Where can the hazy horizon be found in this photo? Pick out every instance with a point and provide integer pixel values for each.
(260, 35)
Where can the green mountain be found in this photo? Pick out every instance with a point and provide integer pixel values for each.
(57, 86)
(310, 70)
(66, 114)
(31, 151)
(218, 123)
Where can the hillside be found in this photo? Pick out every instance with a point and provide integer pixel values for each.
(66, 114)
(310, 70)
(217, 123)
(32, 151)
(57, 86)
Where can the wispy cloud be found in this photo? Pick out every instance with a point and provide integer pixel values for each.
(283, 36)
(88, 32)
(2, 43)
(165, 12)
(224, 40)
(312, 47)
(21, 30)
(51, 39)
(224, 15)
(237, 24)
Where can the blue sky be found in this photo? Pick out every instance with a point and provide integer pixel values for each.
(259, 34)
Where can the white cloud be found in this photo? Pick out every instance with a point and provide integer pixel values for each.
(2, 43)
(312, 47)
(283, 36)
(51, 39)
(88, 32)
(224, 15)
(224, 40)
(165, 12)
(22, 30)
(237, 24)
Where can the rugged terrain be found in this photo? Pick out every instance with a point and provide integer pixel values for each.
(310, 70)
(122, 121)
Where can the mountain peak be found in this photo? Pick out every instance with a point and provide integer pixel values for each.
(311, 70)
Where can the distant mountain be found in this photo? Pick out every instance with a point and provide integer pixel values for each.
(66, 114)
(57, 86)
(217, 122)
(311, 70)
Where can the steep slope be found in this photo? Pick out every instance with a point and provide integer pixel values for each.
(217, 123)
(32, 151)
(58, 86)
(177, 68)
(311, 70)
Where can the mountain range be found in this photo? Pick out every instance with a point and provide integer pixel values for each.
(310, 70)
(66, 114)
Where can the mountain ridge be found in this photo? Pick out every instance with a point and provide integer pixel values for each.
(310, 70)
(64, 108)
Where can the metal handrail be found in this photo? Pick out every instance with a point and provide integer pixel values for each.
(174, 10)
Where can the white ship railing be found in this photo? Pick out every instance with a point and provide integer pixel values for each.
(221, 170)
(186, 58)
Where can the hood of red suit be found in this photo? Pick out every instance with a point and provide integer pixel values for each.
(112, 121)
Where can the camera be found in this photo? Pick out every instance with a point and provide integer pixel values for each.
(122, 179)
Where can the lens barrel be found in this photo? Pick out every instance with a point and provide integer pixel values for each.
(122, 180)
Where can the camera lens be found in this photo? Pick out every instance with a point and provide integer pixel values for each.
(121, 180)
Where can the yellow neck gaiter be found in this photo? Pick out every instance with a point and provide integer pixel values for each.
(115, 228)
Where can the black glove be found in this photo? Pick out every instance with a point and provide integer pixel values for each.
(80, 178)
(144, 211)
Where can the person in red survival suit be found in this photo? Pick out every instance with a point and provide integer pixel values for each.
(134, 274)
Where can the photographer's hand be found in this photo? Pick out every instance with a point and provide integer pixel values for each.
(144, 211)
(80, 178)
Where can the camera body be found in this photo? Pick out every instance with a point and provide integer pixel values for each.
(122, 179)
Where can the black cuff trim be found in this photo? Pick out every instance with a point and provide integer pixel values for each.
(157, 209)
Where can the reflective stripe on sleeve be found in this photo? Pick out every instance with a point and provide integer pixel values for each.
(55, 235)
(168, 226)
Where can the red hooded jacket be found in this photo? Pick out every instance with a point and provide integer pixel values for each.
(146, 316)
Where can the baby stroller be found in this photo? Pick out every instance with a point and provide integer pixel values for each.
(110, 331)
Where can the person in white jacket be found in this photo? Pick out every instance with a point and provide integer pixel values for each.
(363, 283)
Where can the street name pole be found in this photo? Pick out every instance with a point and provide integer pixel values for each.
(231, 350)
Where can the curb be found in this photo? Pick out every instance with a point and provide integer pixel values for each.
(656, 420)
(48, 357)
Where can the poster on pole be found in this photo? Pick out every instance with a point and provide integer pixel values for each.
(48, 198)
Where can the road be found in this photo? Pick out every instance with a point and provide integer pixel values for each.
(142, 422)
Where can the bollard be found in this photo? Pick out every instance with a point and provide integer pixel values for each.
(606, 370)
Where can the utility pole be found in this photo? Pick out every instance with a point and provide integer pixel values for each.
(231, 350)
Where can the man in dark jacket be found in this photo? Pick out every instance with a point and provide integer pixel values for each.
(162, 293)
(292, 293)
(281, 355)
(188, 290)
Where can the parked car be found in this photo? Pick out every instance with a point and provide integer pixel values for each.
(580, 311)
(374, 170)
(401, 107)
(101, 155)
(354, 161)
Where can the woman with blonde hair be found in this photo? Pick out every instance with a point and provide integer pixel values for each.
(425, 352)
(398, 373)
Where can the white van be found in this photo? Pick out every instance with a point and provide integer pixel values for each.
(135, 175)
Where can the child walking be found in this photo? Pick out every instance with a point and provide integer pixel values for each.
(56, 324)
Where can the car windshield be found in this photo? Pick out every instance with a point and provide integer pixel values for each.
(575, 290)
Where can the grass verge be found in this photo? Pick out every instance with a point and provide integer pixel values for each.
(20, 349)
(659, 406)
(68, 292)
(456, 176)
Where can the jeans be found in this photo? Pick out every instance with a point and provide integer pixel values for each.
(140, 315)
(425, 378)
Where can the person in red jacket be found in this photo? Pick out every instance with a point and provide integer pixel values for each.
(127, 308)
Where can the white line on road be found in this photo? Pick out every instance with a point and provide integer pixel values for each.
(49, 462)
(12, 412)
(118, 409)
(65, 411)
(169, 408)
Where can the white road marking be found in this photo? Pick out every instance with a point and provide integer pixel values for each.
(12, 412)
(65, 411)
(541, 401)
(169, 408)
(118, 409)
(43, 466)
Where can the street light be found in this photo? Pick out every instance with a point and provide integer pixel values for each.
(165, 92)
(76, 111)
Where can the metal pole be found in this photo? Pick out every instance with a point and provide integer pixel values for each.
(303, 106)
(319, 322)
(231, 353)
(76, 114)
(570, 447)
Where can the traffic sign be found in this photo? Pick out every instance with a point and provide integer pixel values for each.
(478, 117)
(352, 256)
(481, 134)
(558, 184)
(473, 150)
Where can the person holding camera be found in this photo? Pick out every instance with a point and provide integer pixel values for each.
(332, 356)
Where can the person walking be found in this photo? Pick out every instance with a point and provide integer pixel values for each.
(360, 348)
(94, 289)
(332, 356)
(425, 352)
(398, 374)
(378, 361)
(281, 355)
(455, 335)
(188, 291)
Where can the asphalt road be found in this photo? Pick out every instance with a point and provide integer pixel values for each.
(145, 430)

# Aim of the task:
Would you quote, exactly and only, the lines from the one containing "Where can the street light" to the end of the entries?

# Output for this task:
Where can the street light be found in this photo? Pick out every instance with a point and provide integer pixel values for each.
(165, 92)
(76, 111)
Where can the metal pole be found in this photo? Pick out every instance with a point and provide integer pixel values for each.
(303, 106)
(319, 322)
(231, 353)
(76, 114)
(570, 447)
Where can the traffic sign be found in this photo? Pick out every instance with a point and provide integer pixel values for each.
(478, 117)
(352, 256)
(481, 134)
(558, 184)
(473, 150)
Where can the person holding camera be found in this photo? Pick out every instance with a point and provide integer pixel values for each.
(332, 356)
Where can the person walking be found in this photo? Pick out every instance with a point and provide integer pixel values for each.
(360, 348)
(94, 289)
(332, 356)
(425, 352)
(398, 374)
(378, 361)
(281, 355)
(455, 335)
(188, 291)
Where can the asphalt road be found in this photo? Pick out every instance with a point and provide integer pixel values for each.
(145, 430)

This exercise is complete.